■ **Exercise goal**
Copy exactly the lines from the "of the porch" line to the end, both included, and nothing else.

——

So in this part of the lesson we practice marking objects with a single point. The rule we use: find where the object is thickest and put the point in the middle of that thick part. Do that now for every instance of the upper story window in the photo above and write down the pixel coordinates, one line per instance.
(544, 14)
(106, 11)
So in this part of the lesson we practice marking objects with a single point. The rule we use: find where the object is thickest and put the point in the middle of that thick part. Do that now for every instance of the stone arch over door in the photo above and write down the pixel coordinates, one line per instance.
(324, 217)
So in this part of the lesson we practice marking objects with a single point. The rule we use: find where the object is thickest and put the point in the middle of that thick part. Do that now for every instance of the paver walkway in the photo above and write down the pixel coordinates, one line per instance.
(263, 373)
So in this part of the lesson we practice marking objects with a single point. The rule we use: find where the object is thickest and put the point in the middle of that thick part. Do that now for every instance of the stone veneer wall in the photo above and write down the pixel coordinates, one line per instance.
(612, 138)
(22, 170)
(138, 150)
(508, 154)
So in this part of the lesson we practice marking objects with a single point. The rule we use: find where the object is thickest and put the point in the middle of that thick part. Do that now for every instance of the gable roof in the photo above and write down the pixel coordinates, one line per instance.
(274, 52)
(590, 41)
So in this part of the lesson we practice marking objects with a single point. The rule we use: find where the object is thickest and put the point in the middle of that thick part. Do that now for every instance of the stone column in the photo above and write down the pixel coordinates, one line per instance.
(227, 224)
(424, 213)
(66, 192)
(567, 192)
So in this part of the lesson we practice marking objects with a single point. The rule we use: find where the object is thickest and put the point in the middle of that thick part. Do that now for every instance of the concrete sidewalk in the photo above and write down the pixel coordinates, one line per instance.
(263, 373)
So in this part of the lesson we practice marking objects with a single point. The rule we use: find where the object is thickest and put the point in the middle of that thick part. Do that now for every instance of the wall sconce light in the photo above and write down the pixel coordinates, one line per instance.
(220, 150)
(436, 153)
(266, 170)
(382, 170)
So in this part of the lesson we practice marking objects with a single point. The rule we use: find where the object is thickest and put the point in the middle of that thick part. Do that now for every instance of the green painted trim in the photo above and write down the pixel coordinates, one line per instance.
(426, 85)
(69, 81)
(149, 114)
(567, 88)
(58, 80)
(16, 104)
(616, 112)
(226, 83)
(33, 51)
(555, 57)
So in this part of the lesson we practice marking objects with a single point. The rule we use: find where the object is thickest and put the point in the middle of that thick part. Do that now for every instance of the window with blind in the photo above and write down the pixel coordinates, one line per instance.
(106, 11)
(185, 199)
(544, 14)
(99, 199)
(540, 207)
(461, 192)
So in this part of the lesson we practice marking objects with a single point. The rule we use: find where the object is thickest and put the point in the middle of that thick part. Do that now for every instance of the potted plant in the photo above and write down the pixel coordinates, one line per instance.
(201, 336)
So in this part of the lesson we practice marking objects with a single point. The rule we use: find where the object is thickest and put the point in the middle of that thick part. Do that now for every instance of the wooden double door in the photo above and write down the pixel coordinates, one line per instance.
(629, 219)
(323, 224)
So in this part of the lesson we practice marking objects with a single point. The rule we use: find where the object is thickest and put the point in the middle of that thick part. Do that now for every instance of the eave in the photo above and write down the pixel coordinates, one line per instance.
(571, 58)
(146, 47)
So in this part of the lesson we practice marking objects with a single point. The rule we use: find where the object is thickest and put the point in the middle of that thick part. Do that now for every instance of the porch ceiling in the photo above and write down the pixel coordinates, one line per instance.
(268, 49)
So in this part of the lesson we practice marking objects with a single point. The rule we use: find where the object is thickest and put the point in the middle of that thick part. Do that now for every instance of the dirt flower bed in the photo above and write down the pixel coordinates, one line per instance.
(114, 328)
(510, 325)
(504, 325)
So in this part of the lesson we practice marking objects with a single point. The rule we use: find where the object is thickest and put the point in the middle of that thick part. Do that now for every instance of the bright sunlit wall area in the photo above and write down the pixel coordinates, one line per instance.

——

■ **Answer for this exercise**
So in this part of the lesson we practice marking objects with a single point. The rule we use: find where the object is thickest and put the point in the middle of that thick part. Do that now for every instance of the porch ceiling in the photo above and write down the pixel coordinates, one line per instance.
(268, 49)
So in this part of the lesson we practice marking objects with a single point. The rule we use: find where the object is thickest and put the point in the middle of that thick part. Do that now for every instance of the dirt flower bed in the photo above and write down the pixel coordinates, one line per instance.
(114, 328)
(510, 325)
(504, 325)
So in this part of the lesson we practice marking objects with a single point. The rule we use: find where the object is thickest and put the point in the middle of that thick part. Do that now for every instance of the bright sunlit wall area in the photo above and write down the pixel coordinates, one line per instance.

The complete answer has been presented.